(Task to carry out): Give back the full material, exactly as it reads.

(Data for this exercise):
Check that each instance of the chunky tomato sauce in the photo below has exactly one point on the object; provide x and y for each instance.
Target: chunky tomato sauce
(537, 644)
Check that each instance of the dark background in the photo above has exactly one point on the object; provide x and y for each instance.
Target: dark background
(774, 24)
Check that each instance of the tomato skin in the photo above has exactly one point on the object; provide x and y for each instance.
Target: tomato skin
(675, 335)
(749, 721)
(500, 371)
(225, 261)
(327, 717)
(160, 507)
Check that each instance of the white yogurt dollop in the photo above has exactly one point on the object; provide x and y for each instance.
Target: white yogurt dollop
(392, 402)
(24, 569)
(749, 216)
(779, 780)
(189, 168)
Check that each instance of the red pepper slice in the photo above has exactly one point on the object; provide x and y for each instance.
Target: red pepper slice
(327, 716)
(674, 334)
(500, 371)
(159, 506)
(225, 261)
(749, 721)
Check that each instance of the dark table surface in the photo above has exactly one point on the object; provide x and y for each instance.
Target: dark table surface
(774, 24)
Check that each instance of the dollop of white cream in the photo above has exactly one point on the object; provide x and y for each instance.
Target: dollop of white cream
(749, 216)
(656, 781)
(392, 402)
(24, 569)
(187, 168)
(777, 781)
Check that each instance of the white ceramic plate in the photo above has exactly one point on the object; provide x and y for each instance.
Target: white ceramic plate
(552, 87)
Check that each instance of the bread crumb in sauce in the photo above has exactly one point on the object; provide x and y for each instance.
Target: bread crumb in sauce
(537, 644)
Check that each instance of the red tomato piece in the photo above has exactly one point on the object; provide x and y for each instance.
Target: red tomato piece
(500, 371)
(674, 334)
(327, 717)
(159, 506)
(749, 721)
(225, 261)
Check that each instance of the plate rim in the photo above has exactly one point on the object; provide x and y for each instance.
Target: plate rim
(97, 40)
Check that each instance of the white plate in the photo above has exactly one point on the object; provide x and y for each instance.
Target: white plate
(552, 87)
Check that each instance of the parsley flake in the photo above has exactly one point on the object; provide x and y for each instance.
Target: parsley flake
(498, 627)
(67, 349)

(Correct result):
Check that each instance of the chunky tomato sauce in the photo below has exactly one point on the object; provide x and y for each instance.
Target: chunky tomato sauce
(537, 644)
Check that each instance of the dark background in the photo above has exactly one point on the object; provide x and y for each instance.
Target: dark background
(774, 24)
Check that each instance of the tomato skin in the photo above has exactly one point on the object; provide x and y for each instance.
Target: tomato skin
(675, 335)
(749, 721)
(500, 371)
(225, 261)
(327, 717)
(160, 507)
Check that each instance of the white yogurt dollop in the photo above has exactly one point on the object; provide x and y for each instance.
Target: white yogurt dollop
(392, 402)
(24, 569)
(749, 216)
(779, 780)
(189, 168)
Check that each instance of the red pepper slice in the photo above has exactly one point on the object; provide x and y for each instance.
Target: red pepper slice
(327, 716)
(674, 334)
(500, 371)
(159, 506)
(225, 261)
(749, 721)
Check that each instance of the dark table surface in the photo above has exactly one point on the object; provide x and y for each instance.
Target: dark table surface
(774, 24)
Check that each instance of the dollop of white cream in the photo above has exactly one point on the object; provide x and y for each instance.
Target: dollop of white cream
(749, 216)
(656, 781)
(392, 402)
(24, 569)
(187, 168)
(777, 781)
Check that each instance of the white ceramic plate in the photo above has exactly one point on the object; provide x and y for each instance.
Target: white ceramic plate
(552, 87)
Check that each instance of the bread crumb in sauce in the photo above has exactly one point on the object; provide x and y for each instance.
Target: bread crumb in sauce
(537, 644)
Check that each instance of the red tomato piece in the photo above has exactly one point on the object; provide x and y for each instance.
Target: red tomato piece
(500, 371)
(674, 334)
(327, 717)
(159, 506)
(749, 721)
(225, 261)
Check that each instance of the plate rim in the photo above has exactly one point on the object; provide x and y for each instance.
Target: plate rim
(97, 40)
Check that each instance of the white plate in the photo above has exactly one point on the object; provide x and y for each instance.
Target: white plate
(552, 87)
Check that each instance of the parsley flake in the photo above has exactly one point on the object; provide x and y for each instance.
Target: parsley flake
(498, 627)
(67, 349)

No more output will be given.